## [Set task]
Transcribe the passage about the film See You in September between "See You in September is a" and "and as producer.", inclusive, keeping every word and mark as it stands.

## [Quoted passage]

▼

- DVD cover
- Directed by: Tamara Tunie
- Written by: Joe Cilibrasi Jennifer Maloney Whitney Sugarman
- Screenplay by: Victoria Rinaldi
- Produced by: Joe Cilibrasi Jennifer Maloney Tamara Tunie
- Starring: Estella Warren Michael Rispoli Whoopi Goldberg Justin Kirk
- Cinematography: Harlan Bosmajian
- Edited by: Kenneth Marsten
- Music by: Jeff Cardoni
- Production company: Steadfast Productions
- Distributed by: Maya Entertainment
- Release date: April 1, 2010 (US);
- Running time: 90 minutes (DVD cut)
- Country: United States
- Language: English
- Budget: $2.5 million

= See You in September (film) =

See You in September is a 2010 American romantic comedy film directed by Tamara Tunie and starring Estella Warren, Michael Rispoli, Whoopi Goldberg, and Justin Kirk. The alternative title is Crazy Love. The film premiered in April 2010 at Newport Beach International Film Festival and was released on DVD on February 8, 2011. See You in September is Tamara Tunie's first film both as director and as producer.

▲

## [Supplied material]
▼

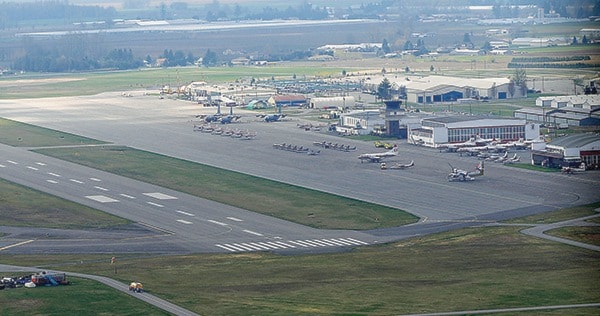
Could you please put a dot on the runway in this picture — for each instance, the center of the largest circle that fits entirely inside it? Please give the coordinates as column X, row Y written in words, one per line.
column 176, row 222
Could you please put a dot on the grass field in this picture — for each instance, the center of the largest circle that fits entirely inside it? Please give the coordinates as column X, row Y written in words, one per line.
column 25, row 135
column 80, row 298
column 293, row 203
column 477, row 268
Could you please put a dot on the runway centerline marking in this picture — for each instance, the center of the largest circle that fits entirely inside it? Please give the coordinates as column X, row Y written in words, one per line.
column 216, row 222
column 251, row 232
column 17, row 244
column 186, row 213
column 160, row 196
column 101, row 198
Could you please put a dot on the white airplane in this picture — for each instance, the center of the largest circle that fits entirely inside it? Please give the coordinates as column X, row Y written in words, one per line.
column 462, row 175
column 384, row 166
column 377, row 157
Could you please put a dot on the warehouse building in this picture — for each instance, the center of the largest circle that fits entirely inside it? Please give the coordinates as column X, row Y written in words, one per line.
column 570, row 151
column 457, row 129
column 440, row 89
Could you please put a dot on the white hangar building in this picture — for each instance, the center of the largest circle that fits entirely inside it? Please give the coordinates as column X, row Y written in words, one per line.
column 457, row 129
column 438, row 89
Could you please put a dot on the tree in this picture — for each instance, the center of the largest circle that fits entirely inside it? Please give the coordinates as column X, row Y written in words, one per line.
column 384, row 89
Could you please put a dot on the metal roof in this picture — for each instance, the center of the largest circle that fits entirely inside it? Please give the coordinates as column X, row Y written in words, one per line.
column 575, row 141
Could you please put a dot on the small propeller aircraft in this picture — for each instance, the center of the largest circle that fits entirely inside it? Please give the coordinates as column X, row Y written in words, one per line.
column 462, row 175
column 377, row 157
column 384, row 166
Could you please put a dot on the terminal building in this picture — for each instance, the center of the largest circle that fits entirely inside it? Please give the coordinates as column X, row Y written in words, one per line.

▲

## [Problem solution]
See You in September is a 2010 American romantic comedy film directed by Tamara Tunie and starring Estella Warren, Michael Rispoli, Whoopi Goldberg, and Justin Kirk. The alternative title is Crazy Love. The film premiered in April 2010 at Newport Beach International Film Festival and was released on DVD on February 8, 2011. See You in September is Tamara Tunie's first film both as director and as producer.